Source document »
Tree Traversals (In Order, Pre Order, Post Order)
Tree Traversal (In Order, Pre Order, Post Order)
Traversing a tree is the process of visiting every node in the tree. Since all nodes are connected via edges, traversal is always started from the root node.
It is not possible to randomly access a node in a tree.
Basic structure of a tree
Every tree consists of :
- A node carrying data or a value
- Two subtrees
struct node
{
int data;
struct node* left; // left child
struct node* right; // right child
}
Note : The struct node pointed to by left and right might have other left and right children and should be considered as sub-trees instead of sub-nodes.
A hierarchical data structure like a tree can be traversed in three ways :
- In-order Traversal
- Pre-order Traversal
- Post-order Traversal
In-order Traversal
In inorder traversal, the output will produce sorted key values in ascending order.
Steps
Until all nodes are traversed :
- Traverse left subtree.
- Then the root node.
- Traverse right subtree.
Note : Every node may represent a subtree itself.
Start from 3, then move to its left subtree 5. 5 is also traversed in-order.
The process goes on until all the nodes are visited.

Directions »
• A. In the tree traversal text, which node does traversal always start from?
• B. Decide whether each statement agrees with the tree traversal text: (i) A node in a tree can be accessed randomly. (ii) In-order traversal produces key values sorted in ascending order. (iii) The text gives three ways to traverse a tree. Answer yes or no for each, quoting the deciding words.
• C. Write the next part of the tree traversal text, picking up after its last sentence.

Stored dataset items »

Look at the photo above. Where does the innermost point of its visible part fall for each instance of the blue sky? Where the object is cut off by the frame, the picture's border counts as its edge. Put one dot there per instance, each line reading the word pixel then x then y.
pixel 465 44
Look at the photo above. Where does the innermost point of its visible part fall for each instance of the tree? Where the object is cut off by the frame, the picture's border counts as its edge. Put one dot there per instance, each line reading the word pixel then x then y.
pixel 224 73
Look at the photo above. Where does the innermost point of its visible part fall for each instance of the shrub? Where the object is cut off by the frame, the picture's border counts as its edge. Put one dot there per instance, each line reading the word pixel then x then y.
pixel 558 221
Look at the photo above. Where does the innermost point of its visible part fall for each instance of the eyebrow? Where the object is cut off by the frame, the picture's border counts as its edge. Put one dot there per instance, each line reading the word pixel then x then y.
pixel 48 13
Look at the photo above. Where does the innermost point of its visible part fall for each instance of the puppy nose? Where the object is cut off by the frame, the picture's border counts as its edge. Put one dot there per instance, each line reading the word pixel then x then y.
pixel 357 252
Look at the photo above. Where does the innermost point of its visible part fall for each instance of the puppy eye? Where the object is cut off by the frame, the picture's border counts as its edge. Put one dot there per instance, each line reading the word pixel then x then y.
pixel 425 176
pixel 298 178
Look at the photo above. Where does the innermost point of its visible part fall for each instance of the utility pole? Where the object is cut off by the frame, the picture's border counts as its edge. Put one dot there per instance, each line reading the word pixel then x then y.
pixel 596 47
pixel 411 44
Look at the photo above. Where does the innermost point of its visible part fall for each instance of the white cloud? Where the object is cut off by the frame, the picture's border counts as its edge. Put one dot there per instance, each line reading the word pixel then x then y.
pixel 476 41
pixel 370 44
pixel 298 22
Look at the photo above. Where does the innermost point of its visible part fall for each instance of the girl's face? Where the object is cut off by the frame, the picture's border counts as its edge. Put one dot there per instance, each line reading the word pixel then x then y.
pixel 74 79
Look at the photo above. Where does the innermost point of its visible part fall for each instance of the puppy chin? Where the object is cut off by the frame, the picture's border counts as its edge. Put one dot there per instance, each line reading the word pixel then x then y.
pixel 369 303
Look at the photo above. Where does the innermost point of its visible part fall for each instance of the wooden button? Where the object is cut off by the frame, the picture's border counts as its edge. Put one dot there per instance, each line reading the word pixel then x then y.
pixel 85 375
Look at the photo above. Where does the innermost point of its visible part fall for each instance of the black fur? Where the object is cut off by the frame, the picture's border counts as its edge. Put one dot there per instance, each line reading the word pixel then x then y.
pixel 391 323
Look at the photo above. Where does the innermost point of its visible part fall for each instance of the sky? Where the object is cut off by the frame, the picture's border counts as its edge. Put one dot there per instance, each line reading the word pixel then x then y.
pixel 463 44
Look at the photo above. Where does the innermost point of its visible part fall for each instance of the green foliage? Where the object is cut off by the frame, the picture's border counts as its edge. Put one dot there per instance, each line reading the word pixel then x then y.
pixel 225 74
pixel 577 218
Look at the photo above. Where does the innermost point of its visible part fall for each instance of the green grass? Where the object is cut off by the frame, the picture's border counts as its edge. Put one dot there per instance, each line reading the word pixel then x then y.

Per-task outputs »
• A. Traversal always starts from the root node.

• B.
(i) No: "It is not possible to randomly access a node in a tree."
(ii) Yes: "In inorder traversal, the output will produce sorted key values in ascending order."
(iii) Yes: "A hierarchical data structure like a tree can be traversed in three ways"

• C.
The output of inorder traversal of this tree will be :
11 → 5 → 8 → 3 → 9 → 6 → 1
Code
void inorder(struct Node* node)
{
if (node != NULL)
{
inorder(node->left);
print(node->data);
inorder(node->right);
}
}
Preorder Traversal
Steps
- Visit root node.
- Traverse left subtree. (Visit all the nodes in the left subtree)
- Traverse right subtree. (Visit all the nodes in the right subtree)
Note : Every node may represent a subtree itself.
Start from 3, then first visit 3 itself and then move to its left subtree 5. 5 is also traversed pre-order.
The process goes on until all the nodes are visited.
The output of pre-order traversal of this tree will be :
3→ 5 → 11 → 8 → 6 → 9 → 1
Code
void preorder(struct Node* node)
{
if (node != NULL)
{
print(node->data);
preorder(node->left);
preorder(node->right);
}
}
Post-order Traversal
Steps
Until all nodes are traversed :
- Traverse left subtree.
- Traverse right subtree.
- Visit the root node.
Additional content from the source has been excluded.